→ **WHAT THIS TASK INVOLVES**:
Rewrite all of the material below, replacing every "Target" with "Object" and keeping everything else the same.

→ **MATERIAL FOR THE TASK**:
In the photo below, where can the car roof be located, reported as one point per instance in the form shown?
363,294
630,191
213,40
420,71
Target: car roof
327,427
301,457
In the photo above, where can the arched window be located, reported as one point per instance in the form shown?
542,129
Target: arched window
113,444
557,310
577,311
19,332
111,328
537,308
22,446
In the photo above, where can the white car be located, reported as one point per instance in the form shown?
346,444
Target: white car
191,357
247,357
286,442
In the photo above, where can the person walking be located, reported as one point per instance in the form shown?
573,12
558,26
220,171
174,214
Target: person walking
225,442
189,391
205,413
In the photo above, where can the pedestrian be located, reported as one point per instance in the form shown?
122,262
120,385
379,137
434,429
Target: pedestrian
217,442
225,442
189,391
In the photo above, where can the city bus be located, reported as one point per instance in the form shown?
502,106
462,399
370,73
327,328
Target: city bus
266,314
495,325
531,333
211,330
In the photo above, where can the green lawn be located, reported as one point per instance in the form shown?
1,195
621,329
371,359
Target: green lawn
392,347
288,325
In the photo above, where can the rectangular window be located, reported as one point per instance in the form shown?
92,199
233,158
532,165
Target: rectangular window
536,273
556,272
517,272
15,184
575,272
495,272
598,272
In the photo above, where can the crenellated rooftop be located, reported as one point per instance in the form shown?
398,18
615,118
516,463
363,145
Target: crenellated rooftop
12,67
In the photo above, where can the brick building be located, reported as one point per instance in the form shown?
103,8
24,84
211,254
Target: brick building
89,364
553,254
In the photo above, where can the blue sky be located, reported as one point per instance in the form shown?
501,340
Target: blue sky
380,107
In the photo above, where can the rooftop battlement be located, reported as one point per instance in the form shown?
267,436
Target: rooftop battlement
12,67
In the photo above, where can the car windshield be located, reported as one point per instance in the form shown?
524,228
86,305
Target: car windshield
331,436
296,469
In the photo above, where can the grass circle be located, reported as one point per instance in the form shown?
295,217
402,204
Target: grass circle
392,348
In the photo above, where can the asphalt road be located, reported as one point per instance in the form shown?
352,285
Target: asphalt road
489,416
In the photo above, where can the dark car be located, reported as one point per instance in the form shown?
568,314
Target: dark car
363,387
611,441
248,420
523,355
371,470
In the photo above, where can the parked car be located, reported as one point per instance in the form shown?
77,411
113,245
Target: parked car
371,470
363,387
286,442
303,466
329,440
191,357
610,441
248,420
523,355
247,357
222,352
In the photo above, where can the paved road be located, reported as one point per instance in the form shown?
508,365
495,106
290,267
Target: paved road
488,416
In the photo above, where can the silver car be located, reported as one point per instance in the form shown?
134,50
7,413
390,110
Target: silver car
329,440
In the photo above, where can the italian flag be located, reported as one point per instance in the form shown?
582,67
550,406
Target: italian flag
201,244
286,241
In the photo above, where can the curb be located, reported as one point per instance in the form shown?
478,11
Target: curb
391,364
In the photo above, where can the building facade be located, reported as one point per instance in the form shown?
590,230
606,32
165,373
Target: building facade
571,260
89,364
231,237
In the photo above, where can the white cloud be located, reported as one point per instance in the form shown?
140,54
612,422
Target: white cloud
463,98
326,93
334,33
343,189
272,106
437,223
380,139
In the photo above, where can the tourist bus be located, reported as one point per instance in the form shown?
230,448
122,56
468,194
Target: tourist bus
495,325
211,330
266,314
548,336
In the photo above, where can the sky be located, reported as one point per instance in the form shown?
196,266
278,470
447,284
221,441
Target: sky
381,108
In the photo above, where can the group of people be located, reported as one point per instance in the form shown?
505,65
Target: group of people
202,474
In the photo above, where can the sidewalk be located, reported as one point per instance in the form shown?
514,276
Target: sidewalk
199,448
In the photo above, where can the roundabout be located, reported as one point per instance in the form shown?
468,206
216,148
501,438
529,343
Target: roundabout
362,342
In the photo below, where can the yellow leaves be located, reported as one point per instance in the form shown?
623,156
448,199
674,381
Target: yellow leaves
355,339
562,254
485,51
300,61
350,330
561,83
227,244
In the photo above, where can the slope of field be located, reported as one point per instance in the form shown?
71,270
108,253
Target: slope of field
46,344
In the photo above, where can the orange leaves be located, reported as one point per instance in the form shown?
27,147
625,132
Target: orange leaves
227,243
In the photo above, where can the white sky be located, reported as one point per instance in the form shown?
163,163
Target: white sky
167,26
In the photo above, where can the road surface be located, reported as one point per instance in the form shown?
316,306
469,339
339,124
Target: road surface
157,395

→ **WORKED SOLUTION**:
In the photo below, where can the car roof be located, reported as one point per instance in the form shown?
363,294
630,191
213,40
420,71
Object: car roof
327,427
301,457
In the photo above, where can the arched window be located, reported as one point per instance in the form shown?
542,129
Object: arched window
113,444
557,310
577,311
19,332
111,328
537,308
22,446
In the photo above, where can the white car be located, reported as one point per instance in the form shown?
346,444
Object: white car
191,357
247,357
286,442
In the photo above, where can the person walking be located, reported as one point per instance in the form shown?
573,12
558,26
220,171
174,214
Object: person walking
225,442
189,391
205,413
In the photo above, where can the pedestrian be located, reported as one point per instance in the form shown?
122,262
120,385
379,137
434,429
Object: pedestrian
217,442
225,442
189,391
In the photo above, where can the city bus be located, reported as one point per instance in the form shown?
502,106
462,399
370,73
327,328
Object: city bus
266,314
495,325
531,333
211,330
In the photo above, where can the green lawn be located, reported as one point per instance in the form shown?
1,195
621,329
371,359
Object: green lawn
392,347
288,325
In the photo above, where can the rectangular window be located, reported as one point per instance in the form shown?
92,199
233,158
532,165
Object: rectangular window
536,273
556,272
517,272
15,184
575,272
495,272
598,272
In the photo above, where can the crenellated rooftop be located, reported as one point per instance in the form shown?
398,18
615,118
516,463
363,145
Object: crenellated rooftop
12,67
In the photo above, where can the brick building be located, reported as one point per instance in the form shown?
103,8
24,84
211,254
Object: brick building
89,364
553,254
In the photo above, where can the blue sky be located, reported as one point per instance in the form shown?
501,340
Object: blue sky
380,107
In the photo above, where can the rooftop battlement be located, reported as one point per instance in the form shown?
267,436
Object: rooftop battlement
12,67
In the photo above, where can the car windshield be located, reported as one point per instance in the form shown?
524,228
86,305
Object: car windshield
331,436
296,469
In the photo above, where can the grass circle be located, reported as one point per instance in the form shown?
295,217
402,204
Object: grass circle
392,348
In the photo above, where can the asphalt road be located, reported as one point per instance in the form shown?
352,285
Object: asphalt road
489,416
In the photo above, where can the dark car be located, reported as one point per instance in the form shown?
568,314
Object: dark car
363,387
611,441
248,420
523,355
371,470
In the photo above, where can the parked car be located, reported as one point per instance in the form shown?
77,411
113,245
Object: parked car
371,470
363,387
286,442
303,466
329,440
191,357
610,441
248,420
523,355
247,357
222,352
In the photo above, where can the paved road be located, reported as one point per instance in the form shown?
508,365
495,106
290,267
Object: paved road
488,416
In the photo above, where can the silver car be located, reported as one point per instance in the form shown?
134,50
7,413
390,110
Object: silver car
329,440
In the photo above, where can the italian flag be located, reported as one point per instance in the form shown?
582,67
550,406
Object: italian flag
201,244
286,241
In the photo above, where can the curb be located, reported as one point per instance in the form shown?
478,11
Object: curb
391,364
In the photo above, where can the building facade be located, reported as one point per instance in the form shown?
590,230
606,32
165,373
Object: building facade
571,260
89,364
231,237
In the photo above, where can the white cloud be located, reported as one point per instance in the form shown?
140,54
612,422
Object: white cloud
463,98
326,93
334,33
343,189
272,106
437,223
380,139
In the photo above, where can the tourist bus be located, reported as one point per instance in the form shown?
230,448
122,56
468,194
Object: tourist bus
495,325
211,330
266,314
548,336
In the photo above, where can the sky be located, reported as one point per instance in the form shown?
196,266
278,470
447,284
221,441
Object: sky
381,108
In the photo above, where can the group of people be located, reported as one point per instance in the form shown?
505,65
Object: group of people
202,474
In the photo above, where can the sidewalk be located, reported as one point per instance in the form shown?
514,276
Object: sidewalk
199,448
In the photo above, where can the roundabout be located, reported as one point per instance in the form shown?
468,206
216,148
501,438
529,343
Object: roundabout
362,342
In the photo below, where can the yellow leaves be located, reported as one point per instance in the form shown?
623,156
448,199
674,381
Object: yellow leaves
355,339
562,254
485,51
300,61
350,330
561,83
227,244
In the photo above, where can the slope of field be located, reported as one point per instance in the form shown?
71,270
108,253
Object: slope of field
46,344
In the photo above, where can the orange leaves be located, reported as one point per instance in the form shown?
27,147
625,132
Object: orange leaves
227,243
In the photo above, where can the white sky be located, reported as one point per instance in the form shown?
163,163
Object: white sky
167,26
In the photo above, where can the road surface be located, reported as one point per instance in the form shown?
316,306
469,339
339,124
Object: road surface
157,395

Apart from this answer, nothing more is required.